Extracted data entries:

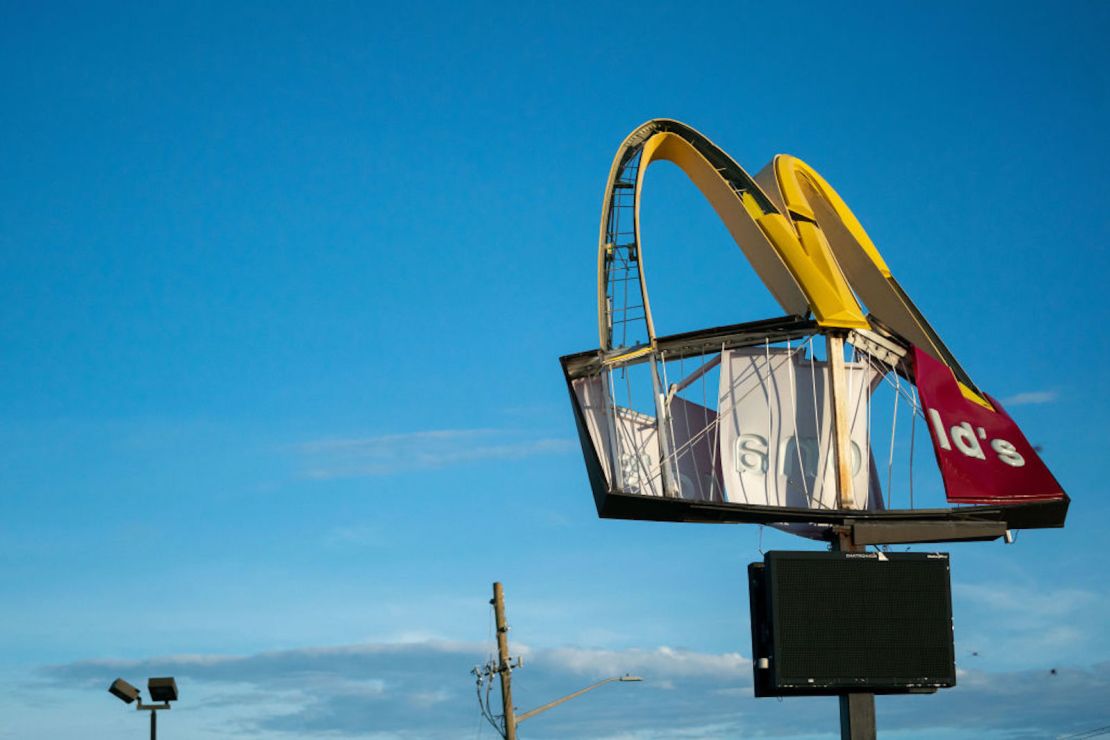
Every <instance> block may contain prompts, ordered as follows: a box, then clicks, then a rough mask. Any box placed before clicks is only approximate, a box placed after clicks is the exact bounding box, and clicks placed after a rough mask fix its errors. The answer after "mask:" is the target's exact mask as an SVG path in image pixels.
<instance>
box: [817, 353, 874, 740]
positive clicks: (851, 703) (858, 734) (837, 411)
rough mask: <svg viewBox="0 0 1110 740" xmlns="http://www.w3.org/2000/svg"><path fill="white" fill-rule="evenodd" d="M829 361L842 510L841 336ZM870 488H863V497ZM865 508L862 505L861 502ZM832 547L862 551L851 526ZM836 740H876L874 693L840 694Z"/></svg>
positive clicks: (842, 358) (838, 472) (851, 492)
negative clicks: (865, 488)
mask: <svg viewBox="0 0 1110 740" xmlns="http://www.w3.org/2000/svg"><path fill="white" fill-rule="evenodd" d="M825 351H826V353H827V354H828V361H829V392H830V393H829V410H830V412H831V414H833V419H831V426H833V457H834V460H835V463H836V493H837V501H838V503H839V506H840V508H842V509H852V508H856V497H855V494H854V491H852V484H851V478H852V476H851V428H850V423H849V419H848V378H847V368H846V367H845V364H844V336H841V335H839V334H831V333H829V334H826V335H825ZM869 493H870V491H865V496H867V495H869ZM865 507H866V504H865ZM833 549H834V550H840V551H841V553H862V551H865V550H866V549H867V547H866V546H860V545H856V543H855V540H852V537H851V528H850V527H842V528H840V530H839V531H838V533H837V534H836V535H834V538H833ZM839 698H840V740H876V729H875V695H874V693H865V692H860V691H850V692H845V693H841V695H840V697H839Z"/></svg>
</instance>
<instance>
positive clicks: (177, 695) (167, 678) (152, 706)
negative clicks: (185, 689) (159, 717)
mask: <svg viewBox="0 0 1110 740" xmlns="http://www.w3.org/2000/svg"><path fill="white" fill-rule="evenodd" d="M108 690H109V691H110V692H111V693H112V695H113V696H115V697H117V698H118V699H120V700H121V701H124V702H127V703H129V704H130V703H135V702H138V703H137V706H135V709H137V710H139V711H147V712H150V740H158V712H159V711H161V710H163V709H171V707H170V702H171V701H176V700H178V682H176V680H174V678H173V677H172V676H163V677H160V678H151V679H148V680H147V691H148V692H149V693H150V698H151V700H152V701H154V702H157V703H149V704H144V703H143V702H142V697H141V696H140V693H141V692H140V691H139V689H137V688H135V687H133V686H131V685H130V683H128V682H127V681H124V680H123V679H122V678H118V679H115V680H114V681H112V685H111V686H110V687H108Z"/></svg>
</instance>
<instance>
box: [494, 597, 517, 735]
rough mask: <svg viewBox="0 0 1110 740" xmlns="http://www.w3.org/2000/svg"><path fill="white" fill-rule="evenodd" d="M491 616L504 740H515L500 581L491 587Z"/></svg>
mask: <svg viewBox="0 0 1110 740" xmlns="http://www.w3.org/2000/svg"><path fill="white" fill-rule="evenodd" d="M492 604H493V614H494V618H495V619H496V622H497V673H498V675H499V676H501V706H502V711H503V712H504V714H505V732H504V734H505V740H516V713H515V711H514V710H513V681H512V679H513V667H512V665H511V663H509V656H508V625H507V624H506V622H505V591H504V589H503V588H502V587H501V581H497V582H495V584H494V585H493V600H492Z"/></svg>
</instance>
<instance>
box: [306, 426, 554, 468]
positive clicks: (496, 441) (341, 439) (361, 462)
mask: <svg viewBox="0 0 1110 740" xmlns="http://www.w3.org/2000/svg"><path fill="white" fill-rule="evenodd" d="M575 445H576V443H575V442H574V440H572V439H564V438H558V437H544V436H537V435H534V434H531V433H527V432H521V430H513V429H426V430H422V432H410V433H405V434H386V435H376V436H370V437H335V438H326V439H314V440H311V442H305V443H302V444H300V445H296V450H297V452H299V453H300V454H301V456H302V458H303V463H304V466H303V473H304V475H305V476H307V477H310V478H320V479H329V478H357V477H366V476H381V475H391V474H393V473H401V472H405V470H426V469H434V468H444V467H451V466H455V465H464V464H467V463H475V462H480V460H493V459H518V458H524V457H532V456H535V455H555V454H563V453H567V452H571V450H573V449H575Z"/></svg>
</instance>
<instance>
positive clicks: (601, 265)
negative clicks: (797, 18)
mask: <svg viewBox="0 0 1110 740" xmlns="http://www.w3.org/2000/svg"><path fill="white" fill-rule="evenodd" d="M658 161H668V162H673V163H674V164H676V165H677V166H678V168H679V169H680V170H682V171H683V172H684V173H685V174H686V176H687V178H689V179H690V181H692V182H693V183H694V184H695V185H696V186H697V189H698V190H699V191H700V192H702V194H703V195H704V196H705V197H706V200H707V201H709V203H710V205H713V209H714V210H715V211H716V213H717V215H718V217H719V219H720V220H722V222H723V223H724V224H725V226H726V227H727V229H728V232H729V234H730V235H731V237H733V240H734V241H735V242H736V244H737V246H738V247H739V249H740V251H741V252H743V253H744V255H745V257H747V260H748V262H750V263H751V266H753V267H754V268H755V271H756V273H757V274H758V275H759V278H760V280H761V281H763V282H764V284H765V285H766V286H767V288H768V290H769V291H770V293H771V295H773V296H774V297H775V300H776V301H777V302H778V303H779V305H780V306H783V308H784V311H786V313H787V314H791V315H798V316H805V315H809V314H811V315H813V317H814V318H815V320H816V322H817V324H818V325H819V326H821V327H823V328H825V330H831V331H836V330H852V328H868V327H870V326H871V322H872V321H875V322H877V323H879V324H881V325H882V326H885V327H886V328H888V330H891V331H894V332H895V333H897V334H899V335H900V336H901V337H904V338H905V339H907V341H908V342H910V343H912V344H914V345H916V346H918V347H920V348H921V349H924V351H925V352H927V353H929V354H930V355H932V356H934V357H936V358H937V359H939V361H940V362H942V363H945V364H946V365H947V366H948V367H949V368H950V369H951V371H952V373H953V374H955V375H956V378H957V379H958V381H959V383H960V386H961V389H962V391H963V395H965V396H967V397H968V398H969V399H971V401H975V402H976V403H979V404H982V405H985V406H987V407H988V408H991V406H990V404H989V402H988V401H987V399H986V398H985V397H983V396H982V394H981V393H980V392H979V391H978V389H977V388H976V386H975V384H973V383H972V382H971V379H970V377H969V376H968V375H967V373H965V372H963V369H962V368H961V367H960V366H959V363H958V362H957V361H956V358H955V356H953V355H952V354H951V352H949V349H948V348H947V347H946V346H945V344H944V342H941V339H940V337H939V336H938V335H937V333H936V332H935V331H934V328H932V327H931V326H930V325H929V323H928V322H927V321H926V320H925V316H924V315H922V314H921V312H920V311H918V308H917V306H915V305H914V303H912V301H910V298H909V296H908V295H906V293H905V291H902V288H901V286H900V285H899V284H898V282H897V281H896V280H895V277H894V275H892V274H891V272H890V268H889V267H888V266H887V264H886V262H885V261H884V260H882V256H881V255H880V254H879V252H878V250H877V249H876V246H875V244H874V243H872V242H871V240H870V237H869V236H868V235H867V232H866V231H865V230H864V227H862V225H861V224H860V223H859V220H858V219H856V216H855V214H852V212H851V210H850V209H849V207H848V205H847V204H846V203H845V202H844V200H842V199H841V197H840V196H839V195H838V194H837V192H836V191H835V190H834V189H833V186H831V185H829V184H828V182H826V181H825V179H824V178H821V176H820V175H819V174H818V173H817V171H816V170H814V169H813V168H810V166H809V165H808V164H806V163H805V162H803V161H801V160H799V159H797V158H794V156H789V155H785V154H779V155H776V156H775V158H774V159H773V160H771V162H770V163H769V164H768V165H767V166H765V168H764V169H763V170H761V171H760V172H759V173H758V174H757V175H756V176H755V178H753V176H750V175H749V174H748V173H747V172H745V171H744V169H743V168H741V166H740V165H739V164H737V163H736V162H735V161H734V160H733V159H731V158H729V156H728V154H726V153H725V152H724V151H723V150H720V148H718V146H717V145H716V144H714V143H713V142H712V141H709V139H707V138H706V136H705V135H703V134H702V133H699V132H698V131H696V130H694V129H693V128H690V126H688V125H686V124H684V123H680V122H678V121H673V120H669V119H655V120H652V121H648V122H647V123H645V124H643V125H640V126H638V128H637V129H636V130H635V131H633V132H632V133H630V134H629V135H628V136H627V138H626V139H625V140H624V142H622V144H620V148H619V149H618V150H617V153H616V156H615V158H614V160H613V165H612V168H610V169H609V179H608V183H607V185H606V190H605V201H604V204H603V207H602V225H601V236H599V240H598V242H599V243H598V259H597V268H598V282H597V296H598V316H597V321H598V332H599V334H601V347H602V351H603V352H605V353H610V352H616V353H618V354H619V355H620V356H625V357H626V356H628V355H632V354H640V353H648V352H652V351H653V348H654V344H655V336H656V334H655V323H654V320H653V317H652V311H650V302H649V300H648V293H647V283H646V280H645V275H644V255H643V250H642V249H640V235H639V204H640V192H642V189H643V182H644V175H645V173H646V171H647V168H648V166H649V165H650V164H652V163H654V162H658ZM628 191H630V193H632V201H633V203H632V206H630V210H632V216H633V230H632V233H630V234H628V233H627V232H619V231H618V230H617V229H616V226H615V221H616V219H617V215H618V211H619V210H620V209H622V207H624V209H625V210H627V209H628V205H627V203H624V204H622V201H620V197H622V195H623V194H624V193H627V192H628ZM622 255H623V256H622ZM620 265H623V268H624V271H625V272H626V273H627V272H634V273H635V280H634V281H632V282H634V283H636V284H637V285H638V290H639V300H640V302H642V303H640V304H639V305H642V307H643V316H642V317H639V318H642V321H643V322H644V328H645V330H646V337H647V339H646V342H645V343H644V344H643V345H640V346H636V347H622V346H620V345H619V343H616V342H614V332H613V328H614V323H615V322H617V321H627V317H626V316H625V317H620V316H619V308H615V307H614V305H613V301H612V298H613V285H614V280H615V277H616V275H615V273H616V271H617V270H618V268H620ZM623 278H624V280H628V277H627V275H625V276H623ZM861 303H862V305H861ZM864 306H866V308H867V311H868V312H869V313H867V314H865V308H864ZM622 351H625V352H622Z"/></svg>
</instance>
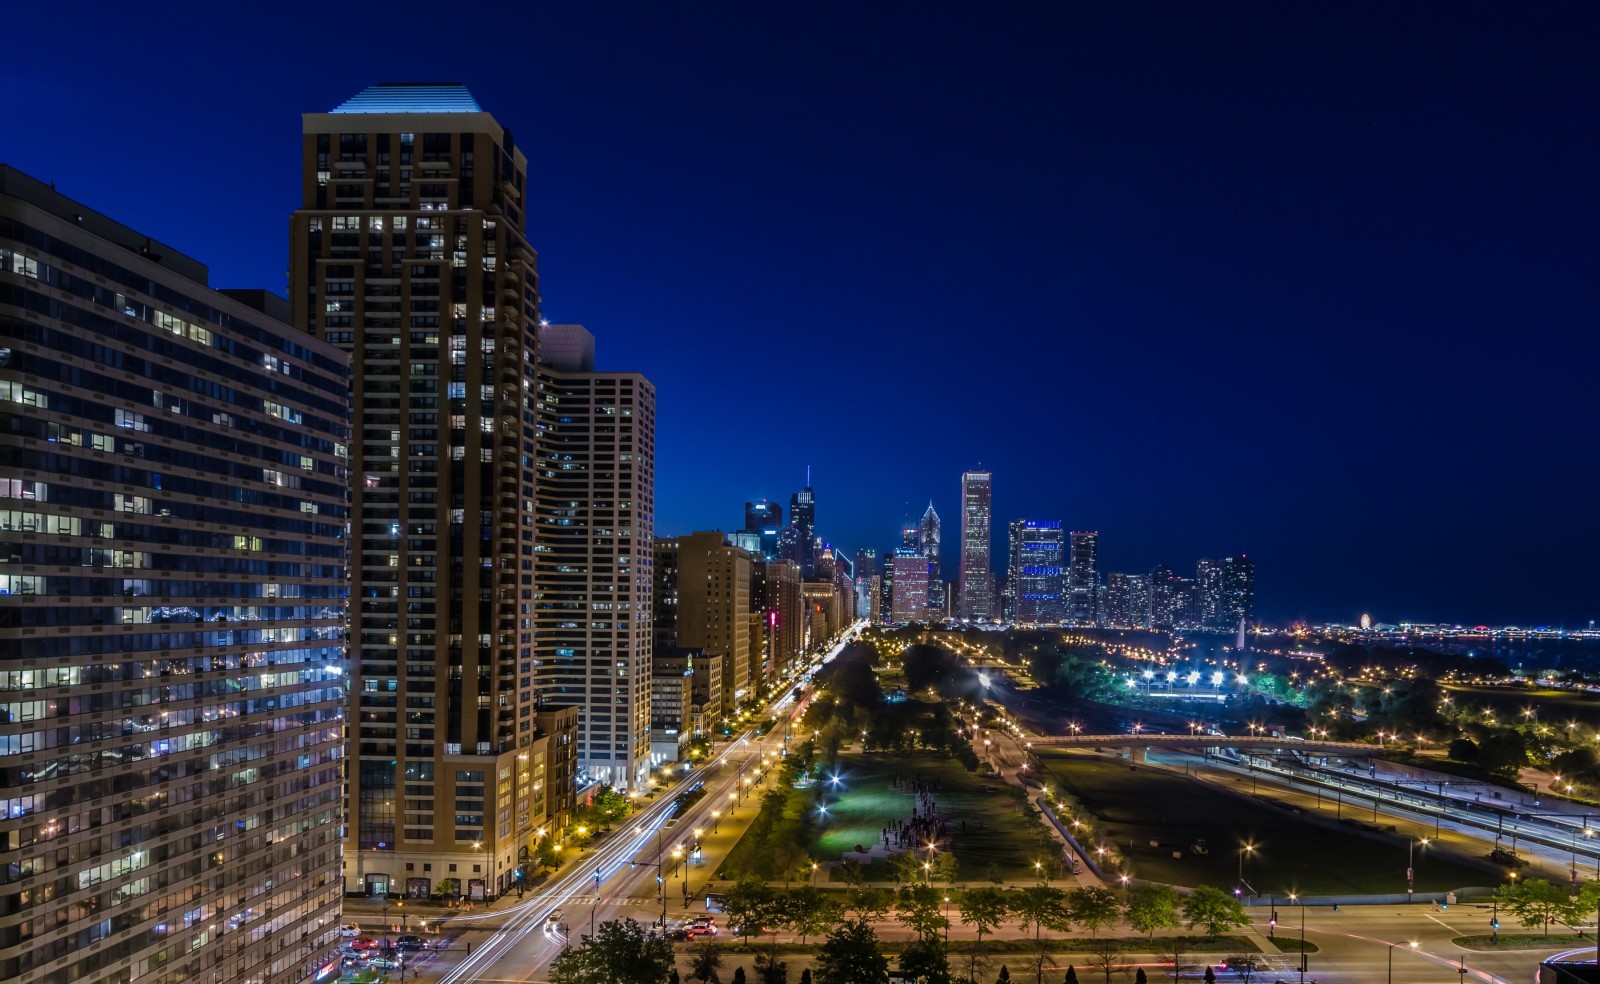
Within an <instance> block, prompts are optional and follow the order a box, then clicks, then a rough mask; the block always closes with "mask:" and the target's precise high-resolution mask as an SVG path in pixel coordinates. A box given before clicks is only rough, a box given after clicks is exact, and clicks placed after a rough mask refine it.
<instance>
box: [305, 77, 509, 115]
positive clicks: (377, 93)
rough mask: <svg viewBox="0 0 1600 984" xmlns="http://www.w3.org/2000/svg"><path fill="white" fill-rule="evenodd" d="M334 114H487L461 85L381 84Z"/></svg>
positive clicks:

**Your assignment:** Using the data above, transcribe the lines that run from the line with "box: [817, 353, 874, 740]" to the line with "positive clicks: (842, 358)", both ends kept, and output nothing else.

**Result of the exercise:**
box: [817, 353, 874, 740]
positive clicks: (851, 703) (858, 734) (837, 411)
rough mask: <svg viewBox="0 0 1110 740" xmlns="http://www.w3.org/2000/svg"><path fill="white" fill-rule="evenodd" d="M829 361L842 510L841 336ZM870 488H863V497ZM865 508L862 505L861 502ZM832 547L862 551L851 526ZM836 740H876L874 693L840 694Z"/></svg>
positive clicks: (842, 358) (838, 472) (851, 492)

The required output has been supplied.